## Extracted text
My favorite detail about Jurassic Park is that it has a baked-in justification for any and all retcons it might need to make due to paleontology advancing forwards.
Because there is not a single dinosaur that has ever appeared in Jurassic Park.
Not one. Not in the books. Not in the movies. Not ever.
"Now what John Hammond and InGen did at Jurassic Park was to create genetically engineered theme park monsters." ~Alan Grant
Grant says that in a moment of cynicism. It's part of his arc for the film. But it's not inaccurate. What Jurassic Park has, what it's always had since the very first novel, are "Mostly Dinosaurs".
"And since the DNA is so old, it's full of holes! Now, that's where our geneticists take over!" ~Mr. DNA
It's impossible to recover a fully intact gene sequence from an ancient amber mosquito. Cloning a pure dinosaur would have been completely impossible, and so the park filled in the gene sequence with whatever works. Frog. Lizard. Bird. Whatever they need to get the result they are trying to get.

## Dataset excerpts
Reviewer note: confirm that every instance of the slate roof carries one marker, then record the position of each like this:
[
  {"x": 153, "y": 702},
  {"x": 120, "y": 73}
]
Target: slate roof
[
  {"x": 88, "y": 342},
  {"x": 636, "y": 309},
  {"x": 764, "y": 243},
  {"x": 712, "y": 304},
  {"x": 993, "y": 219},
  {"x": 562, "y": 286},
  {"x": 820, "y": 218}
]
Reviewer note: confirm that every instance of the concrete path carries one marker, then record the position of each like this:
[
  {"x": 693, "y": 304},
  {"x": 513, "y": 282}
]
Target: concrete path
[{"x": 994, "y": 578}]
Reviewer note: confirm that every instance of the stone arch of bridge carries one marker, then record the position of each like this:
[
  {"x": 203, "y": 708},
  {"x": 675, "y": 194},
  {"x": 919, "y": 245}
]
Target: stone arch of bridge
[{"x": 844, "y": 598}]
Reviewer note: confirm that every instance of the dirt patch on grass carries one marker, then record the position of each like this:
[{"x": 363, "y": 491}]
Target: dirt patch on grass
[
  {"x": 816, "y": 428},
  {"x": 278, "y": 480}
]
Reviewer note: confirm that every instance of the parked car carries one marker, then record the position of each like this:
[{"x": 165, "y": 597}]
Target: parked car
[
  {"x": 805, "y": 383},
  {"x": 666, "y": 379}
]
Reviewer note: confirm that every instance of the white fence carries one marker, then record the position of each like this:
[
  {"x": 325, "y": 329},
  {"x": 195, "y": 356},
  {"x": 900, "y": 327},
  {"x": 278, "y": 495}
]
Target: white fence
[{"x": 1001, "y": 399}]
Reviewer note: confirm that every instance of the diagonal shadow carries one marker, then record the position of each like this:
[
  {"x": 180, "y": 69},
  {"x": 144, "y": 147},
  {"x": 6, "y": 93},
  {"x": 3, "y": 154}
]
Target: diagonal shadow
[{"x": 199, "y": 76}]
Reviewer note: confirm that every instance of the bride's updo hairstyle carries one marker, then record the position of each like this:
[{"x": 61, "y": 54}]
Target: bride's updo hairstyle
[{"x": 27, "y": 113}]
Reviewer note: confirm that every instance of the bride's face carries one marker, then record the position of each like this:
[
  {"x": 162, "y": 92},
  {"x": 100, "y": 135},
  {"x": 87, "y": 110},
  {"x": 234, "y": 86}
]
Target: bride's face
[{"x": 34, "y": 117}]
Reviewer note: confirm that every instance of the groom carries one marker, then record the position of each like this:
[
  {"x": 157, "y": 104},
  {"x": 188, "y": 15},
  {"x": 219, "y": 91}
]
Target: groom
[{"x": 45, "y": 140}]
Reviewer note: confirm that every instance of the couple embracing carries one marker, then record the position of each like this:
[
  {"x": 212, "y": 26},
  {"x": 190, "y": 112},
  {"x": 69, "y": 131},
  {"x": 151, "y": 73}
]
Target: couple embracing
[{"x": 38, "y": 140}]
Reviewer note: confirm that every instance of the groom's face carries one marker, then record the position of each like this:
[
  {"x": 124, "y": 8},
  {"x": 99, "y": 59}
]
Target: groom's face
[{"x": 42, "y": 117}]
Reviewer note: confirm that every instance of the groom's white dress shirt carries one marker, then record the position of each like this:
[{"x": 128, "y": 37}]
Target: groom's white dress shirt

## Aim of the task
Decide whether each statement agrees with the Jurassic Park text, answering yes or no and quoting the deciding words: (a) the park cloned pure dinosaurs from the amber DNA; (b) Grant speaks his line in a moment of cynicism; (c) the park filled gaps in the gene sequence with frog, lizard, or bird. Rely only on the Jurassic Park text, not on outside knowledge.

## Response area
(a) No: "Cloning a pure dinosaur would have been completely impossible"
(b) Yes: "Grant says that in a moment of cynicism."
(c) Yes: "the park filled in the gene sequence with whatever works. Frog. Lizard. Bird."